---------- KUTIPAN SUMBER

Empat Pārājikā Dharmā

Sekarang, O para Āyuṣmant, empat Pārājikā Dharmā akan segera dibacakan dalam pembacaan setengah bulan Prātimokṣa Sutra.

1. Bhikṣu apapun yang, setelah mengambil pembimbingan dan pelatihan yang sesuai dari para Bhikṣu, kemudian, tidak melepaskan pelatihan dan tidak mengungkapkan kelemahannya dalam pelatihan, menikmati hubungan seksual, hal yang tidak suci, bahkan hanya dengan seekor binatang, Bhikṣu ini adalah Pārājikā, dikeluarkan [dari komunitas monastik].
2. Bhikṣu apapun yang, setelah pergi ke suatu desa atau hutan, kemudian mengambil dari orang lain apa yang tidak diberikan, dengan suatu cara yang dianggap sebagai pencurian, dan dengan bentuk pencurian seperti itu, seorang raja atau menteri raja, setelah menangkapnya, akan membunuh, mengikat, atau mengusirnya, dengan mengatakan, "O tuan, engkau adalah seorang pencuri , engkau adalah orang bodoh, engkau adalah seorang perampok"; jika Bhikṣu itu mengambil dengan cara ini apa yang tidak diberikan, Bhikṣu ini adalah Pārājikā, dikeluarkan [dari komunitas monastik].

--------------------
---------- ENTRI YANG DITAMPILKAN

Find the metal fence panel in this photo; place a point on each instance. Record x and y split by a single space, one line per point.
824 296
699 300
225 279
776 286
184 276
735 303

--------------------

> **DAFTAR TUGAS**:
1. Cek apakah tiap pernyataan ini cocok dengan kutipan tentang empat Pārājikā Dharmā: (a) Pārājikā Dharmā dibacakan dalam pembacaan setengah bulan Prātimokṣa Sutra; (b) hubungan seksual dengan binatang tidak termasuk Pārājikā; (c) aturan kedua hanya berlaku untuk mengambil barang di desa. Jawab ya atau tidak, lalu kutip kata-kata penentunya dari kutipan itu.
2. Teruskan kutipan tentang empat Pārājikā Dharmā mulai dari akhir aturan kedua.
Entri di atas adalah bahan tersendiri, terpisah dari kutipan tentang empat Pārājikā Dharmā.

> **HASIL JAWABAN**:
1.
(a) Ya: "empat Pārājikā Dharmā akan segera dibacakan dalam pembacaan setengah bulan Prātimokṣa Sutra".
(b) Tidak: "menikmati hubungan seksual, hal yang tidak suci, bahkan hanya dengan seekor binatang".
(c) Tidak: "setelah pergi ke suatu desa atau hutan".

2.
3. Bhikṣu apapun yang dengan sengaja, dengan tangannya sendiri, mencabut kehidupan seseorang atau mereka yang memiliki bentuk tubuh manusia, memberikan ia sebilah pisau, mencari seorang pembunuh untuknya, menghasutnya untuk mati, atau memuji sifat kematian, dengan mengatakan , "O tuan, apa gunanya hidup yang mengerikan, tidak murni, dan penuh dosa ini bagimu? O tuan, kematian adalah lebih baik bagimu daripada kehidupan"; Setelah [Bhikṣu itu] dengan sengaja, dengan suatu pendapat, menghasutnya dalam banyak cara untuk mati, atau menyarankan sifat kematian kepadanya, dan ia (yaitu, orang itu) kemudian mati dengan [cara] itu, Bhikṣu ini adalah Pārājikā, dikeluarkan [dari komunitas monastik].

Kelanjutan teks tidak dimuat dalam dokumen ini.